EXERCISE DESCRIPTION
Each record needs to be echoed exactly; can you do that?
┌──
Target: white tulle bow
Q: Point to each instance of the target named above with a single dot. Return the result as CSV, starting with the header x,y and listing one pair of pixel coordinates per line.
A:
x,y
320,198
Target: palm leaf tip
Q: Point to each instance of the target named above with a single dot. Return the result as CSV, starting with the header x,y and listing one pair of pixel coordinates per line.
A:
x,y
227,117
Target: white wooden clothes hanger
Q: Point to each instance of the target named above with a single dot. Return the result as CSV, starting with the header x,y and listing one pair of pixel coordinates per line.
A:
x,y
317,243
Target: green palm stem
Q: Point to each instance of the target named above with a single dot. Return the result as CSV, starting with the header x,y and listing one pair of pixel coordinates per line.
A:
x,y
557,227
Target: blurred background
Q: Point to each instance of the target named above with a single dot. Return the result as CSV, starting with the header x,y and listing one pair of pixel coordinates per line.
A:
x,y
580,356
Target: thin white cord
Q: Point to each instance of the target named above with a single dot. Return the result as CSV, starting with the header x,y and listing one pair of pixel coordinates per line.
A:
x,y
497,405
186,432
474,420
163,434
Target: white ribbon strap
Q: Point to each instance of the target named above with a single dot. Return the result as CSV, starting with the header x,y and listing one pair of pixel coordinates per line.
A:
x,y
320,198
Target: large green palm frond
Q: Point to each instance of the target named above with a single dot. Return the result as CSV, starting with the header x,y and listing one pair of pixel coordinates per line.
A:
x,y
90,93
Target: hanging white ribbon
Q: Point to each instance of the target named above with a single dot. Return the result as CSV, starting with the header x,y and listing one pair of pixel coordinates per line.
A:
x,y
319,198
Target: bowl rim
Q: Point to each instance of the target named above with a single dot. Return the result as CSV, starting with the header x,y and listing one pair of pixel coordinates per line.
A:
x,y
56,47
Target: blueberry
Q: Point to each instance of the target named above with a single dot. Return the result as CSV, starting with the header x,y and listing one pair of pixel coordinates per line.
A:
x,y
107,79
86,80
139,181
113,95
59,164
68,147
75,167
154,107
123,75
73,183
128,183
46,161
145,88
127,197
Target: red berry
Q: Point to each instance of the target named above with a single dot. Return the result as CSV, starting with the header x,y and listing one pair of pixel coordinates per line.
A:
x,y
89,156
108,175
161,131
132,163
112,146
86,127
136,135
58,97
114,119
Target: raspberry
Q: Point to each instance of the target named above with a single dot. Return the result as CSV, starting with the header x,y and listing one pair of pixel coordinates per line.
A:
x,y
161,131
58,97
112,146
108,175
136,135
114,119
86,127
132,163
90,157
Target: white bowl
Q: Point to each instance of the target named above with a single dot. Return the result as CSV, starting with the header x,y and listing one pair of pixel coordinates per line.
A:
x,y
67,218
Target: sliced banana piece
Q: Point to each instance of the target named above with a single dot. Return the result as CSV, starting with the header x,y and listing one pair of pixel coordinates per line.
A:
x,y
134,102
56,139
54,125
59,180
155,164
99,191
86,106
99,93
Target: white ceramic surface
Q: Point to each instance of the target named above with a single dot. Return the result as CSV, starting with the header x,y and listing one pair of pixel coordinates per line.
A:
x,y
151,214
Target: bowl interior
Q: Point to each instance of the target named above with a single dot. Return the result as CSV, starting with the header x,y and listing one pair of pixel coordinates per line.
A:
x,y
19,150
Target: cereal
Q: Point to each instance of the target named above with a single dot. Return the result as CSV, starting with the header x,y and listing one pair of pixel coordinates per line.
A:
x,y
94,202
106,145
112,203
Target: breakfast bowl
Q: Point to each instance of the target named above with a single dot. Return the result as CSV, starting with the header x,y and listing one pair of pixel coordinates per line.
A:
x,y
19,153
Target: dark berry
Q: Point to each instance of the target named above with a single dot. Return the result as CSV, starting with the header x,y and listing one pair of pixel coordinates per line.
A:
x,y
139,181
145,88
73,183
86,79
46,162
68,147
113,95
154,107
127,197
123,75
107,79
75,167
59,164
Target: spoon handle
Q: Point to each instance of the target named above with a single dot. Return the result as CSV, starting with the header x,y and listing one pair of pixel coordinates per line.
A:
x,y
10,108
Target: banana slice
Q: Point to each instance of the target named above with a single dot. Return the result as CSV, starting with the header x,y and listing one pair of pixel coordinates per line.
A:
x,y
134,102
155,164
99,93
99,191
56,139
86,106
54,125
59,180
└──
RESULT OF THIS EXERCISE
Target: white tulle bow
Q: Point to each instance of the target named above with a single dot. Return the result as CSV, starting with the header x,y and listing one pair of pixel coordinates per line.
A:
x,y
320,198
Target: palm leaf tip
Q: Point to each instance of the target named above with a single dot. Return the result as CSV, starting with the header x,y and listing one pair of pixel coordinates per line.
A:
x,y
227,117
Target: white wooden clothes hanger
Q: Point to each instance of the target named above with a single dot. Return the result as CSV, starting with the header x,y and listing one pair of pixel coordinates per line.
A:
x,y
317,243
Target: green palm stem
Q: Point to each instance of the target named above with a single dot. Return the result as CSV, starting with the header x,y and listing one pair of pixel coordinates per line.
A:
x,y
557,227
Target: blurred background
Q: Point to each instance of the target named above with a single dot. Return the result as CSV, starting with the header x,y and listing one pair of pixel coordinates per line.
A:
x,y
580,356
Target: thin white cord
Q: Point to each instance of the target named above with a single dot. Return the result as CSV, starting with the header x,y and listing one pair of pixel coordinates per line.
A:
x,y
497,405
186,432
474,420
163,434
Target: white ribbon strap
Q: Point to each instance of the target named above with a single dot. Return the result as CSV, starting with the header x,y and listing one pair of pixel coordinates per line.
A:
x,y
320,198
Target: large green palm frond
Q: Point to each instance of the target named above with a single dot. Return the result as CSV, starting with the header x,y and listing one pair of pixel coordinates per line.
A:
x,y
90,93
Target: hanging white ribbon
Q: Point to each instance of the target named above with a single dot. Return the result as CSV, starting with the header x,y and listing one pair of pixel coordinates per line.
A:
x,y
319,198
Target: bowl rim
Q: Point to each instance of the target named above with a single dot. Return the result as CSV, starting with the header x,y and listing one pair of pixel coordinates per line.
A:
x,y
56,47
Target: blueberry
Q: Point to each instance of the target named above with a single dot. Return the result as CSV, starting with the header x,y and listing one pair of pixel coordinates per line.
A:
x,y
107,79
86,80
139,181
113,95
59,164
68,147
75,167
154,107
123,75
73,183
128,183
46,161
145,88
127,197
Target: red berry
Q: Point to each instance of the target named above with a single dot. Return the result as CSV, starting with the header x,y and listing one pair of pixel coordinates per line.
A:
x,y
89,156
108,175
161,131
132,163
112,146
86,127
136,135
58,97
114,119
Target: raspberry
Q: Point to each instance of the target named above with a single dot. Return the result as CSV, starting with the header x,y and listing one pair of pixel coordinates per line.
A:
x,y
161,131
58,97
112,146
108,175
136,135
114,119
86,127
132,163
90,157
Target: white bowl
Q: Point to each instance of the target named above with a single dot. Return the result as CSV, starting with the header x,y and listing one pair of pixel coordinates per line.
A:
x,y
67,218
Target: sliced banana piece
Q: Point to each instance of the target named above with a single dot. Return the result as CSV, starting with the header x,y and listing one pair of pixel coordinates per line.
A:
x,y
134,102
56,139
54,125
59,180
155,164
99,191
86,106
99,93
Target: white ceramic surface
Q: Point to each instance of the target named above with a single dot. Return the result as CSV, starting with the header x,y and listing one pair of pixel coordinates per line.
A:
x,y
151,214
Target: bowl interior
Q: Point to each instance of the target named above with a single dot. Return the result as CSV, starting with the header x,y and listing one pair of pixel coordinates per line.
A:
x,y
19,150
Target: cereal
Q: Point to each instance of the target named above with a single dot. Return the result as CSV, starting with the header x,y and listing one pair of pixel coordinates per line.
A:
x,y
94,202
106,145
112,203
Target: breakfast bowl
Q: Point to each instance of the target named above with a single dot. Return the result as CSV, starting with the header x,y and listing one pair of pixel coordinates per line.
A:
x,y
19,153
Target: dark berry
Q: Point to each instance of the target named above with a single dot. Return the result as CSV, starting with the header x,y and listing one pair of pixel coordinates per line.
A:
x,y
139,181
145,88
73,183
86,79
46,162
68,147
113,95
154,107
127,197
123,75
107,79
75,167
59,164
Target: spoon handle
Q: Point to each instance of the target named above with a single dot. Return the result as CSV, starting with the header x,y and listing one pair of pixel coordinates per line.
A:
x,y
10,108
Target: banana slice
Q: Point to each instance of the target named above with a single dot. Return the result as CSV, starting with the header x,y and listing one pair of pixel coordinates per line.
A:
x,y
134,102
155,164
99,93
99,191
56,139
86,106
54,125
59,180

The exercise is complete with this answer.